• **TASK TO CARRY OUT**: Convert every line of the data below into a Markdown table with the columns Row and Line, numbering the rows and omitting any blank lines.
===== MATERIAL FOR THE TASK
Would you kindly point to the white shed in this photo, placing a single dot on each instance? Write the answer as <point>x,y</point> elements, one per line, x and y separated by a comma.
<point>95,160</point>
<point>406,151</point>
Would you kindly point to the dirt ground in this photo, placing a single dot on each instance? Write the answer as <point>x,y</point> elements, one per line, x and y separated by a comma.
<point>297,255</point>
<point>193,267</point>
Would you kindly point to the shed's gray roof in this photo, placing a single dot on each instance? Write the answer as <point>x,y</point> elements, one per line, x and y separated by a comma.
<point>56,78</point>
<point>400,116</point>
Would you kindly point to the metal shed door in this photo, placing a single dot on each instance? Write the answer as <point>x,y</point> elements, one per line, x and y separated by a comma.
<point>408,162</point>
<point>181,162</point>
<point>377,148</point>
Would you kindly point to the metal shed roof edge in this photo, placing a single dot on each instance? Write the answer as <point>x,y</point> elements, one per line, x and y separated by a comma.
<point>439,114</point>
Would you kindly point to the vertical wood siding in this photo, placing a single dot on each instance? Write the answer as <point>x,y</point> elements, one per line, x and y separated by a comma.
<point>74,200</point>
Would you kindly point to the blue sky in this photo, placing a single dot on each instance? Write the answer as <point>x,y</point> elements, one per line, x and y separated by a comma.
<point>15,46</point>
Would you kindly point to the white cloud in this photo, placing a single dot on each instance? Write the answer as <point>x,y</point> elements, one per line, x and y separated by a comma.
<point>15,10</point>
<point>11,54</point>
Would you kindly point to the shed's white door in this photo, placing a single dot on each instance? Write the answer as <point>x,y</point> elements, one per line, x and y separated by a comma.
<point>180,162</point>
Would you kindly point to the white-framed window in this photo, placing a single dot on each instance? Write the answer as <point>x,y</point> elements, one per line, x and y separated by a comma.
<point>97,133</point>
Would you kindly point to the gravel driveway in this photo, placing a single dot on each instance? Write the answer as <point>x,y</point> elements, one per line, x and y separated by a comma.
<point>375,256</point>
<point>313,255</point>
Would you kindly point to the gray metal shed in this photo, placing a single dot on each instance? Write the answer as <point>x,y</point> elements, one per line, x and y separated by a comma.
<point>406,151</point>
==========
• **WRITTEN SOLUTION**:
| Row | Line |
|---|---|
| 1 | Would you kindly point to the white shed in this photo, placing a single dot on each instance? Write the answer as <point>x,y</point> elements, one per line, x and y separated by a comma. |
| 2 | <point>95,160</point> |
| 3 | <point>406,151</point> |
| 4 | Would you kindly point to the dirt ground in this photo, placing a single dot on each instance? Write the answer as <point>x,y</point> elements, one per line, x and y separated by a comma. |
| 5 | <point>297,255</point> |
| 6 | <point>193,267</point> |
| 7 | Would you kindly point to the shed's gray roof in this photo, placing a single dot on each instance? Write the answer as <point>x,y</point> elements, one per line, x and y separated by a comma. |
| 8 | <point>56,78</point> |
| 9 | <point>400,116</point> |
| 10 | Would you kindly point to the metal shed door in this photo, placing a single dot on each instance? Write the answer as <point>x,y</point> elements, one per line, x and y separated by a comma. |
| 11 | <point>408,162</point> |
| 12 | <point>181,162</point> |
| 13 | <point>377,148</point> |
| 14 | Would you kindly point to the metal shed roof edge in this photo, placing a single dot on each instance? Write the answer as <point>x,y</point> elements, one per line, x and y separated by a comma. |
| 15 | <point>439,114</point> |
| 16 | Would you kindly point to the vertical wood siding in this photo, placing a single dot on each instance? Write the answer as <point>x,y</point> elements, one per line, x and y separated by a comma. |
| 17 | <point>74,200</point> |
| 18 | Would you kindly point to the blue sky in this photo, placing a single dot on each instance? Write the answer as <point>x,y</point> elements, one per line, x and y separated by a comma. |
| 19 | <point>15,46</point> |
| 20 | Would you kindly point to the white cloud in this photo, placing a single dot on each instance? Write the answer as <point>x,y</point> elements, one per line, x and y separated by a comma. |
| 21 | <point>15,10</point> |
| 22 | <point>11,54</point> |
| 23 | Would you kindly point to the shed's white door in this photo, placing a single dot on each instance? Write the answer as <point>x,y</point> elements, one per line, x and y separated by a comma. |
| 24 | <point>180,162</point> |
| 25 | Would you kindly point to the white-framed window in this photo, placing a single dot on each instance? Write the answer as <point>x,y</point> elements, one per line, x and y separated by a comma. |
| 26 | <point>97,133</point> |
| 27 | Would you kindly point to the gravel driveway in this photo, placing a single dot on each instance? Write the answer as <point>x,y</point> elements, one per line, x and y separated by a comma. |
| 28 | <point>375,256</point> |
| 29 | <point>313,255</point> |
| 30 | Would you kindly point to the gray metal shed in this photo, placing a single dot on each instance? Write the answer as <point>x,y</point> elements, one per line, x and y separated by a comma. |
| 31 | <point>406,151</point> |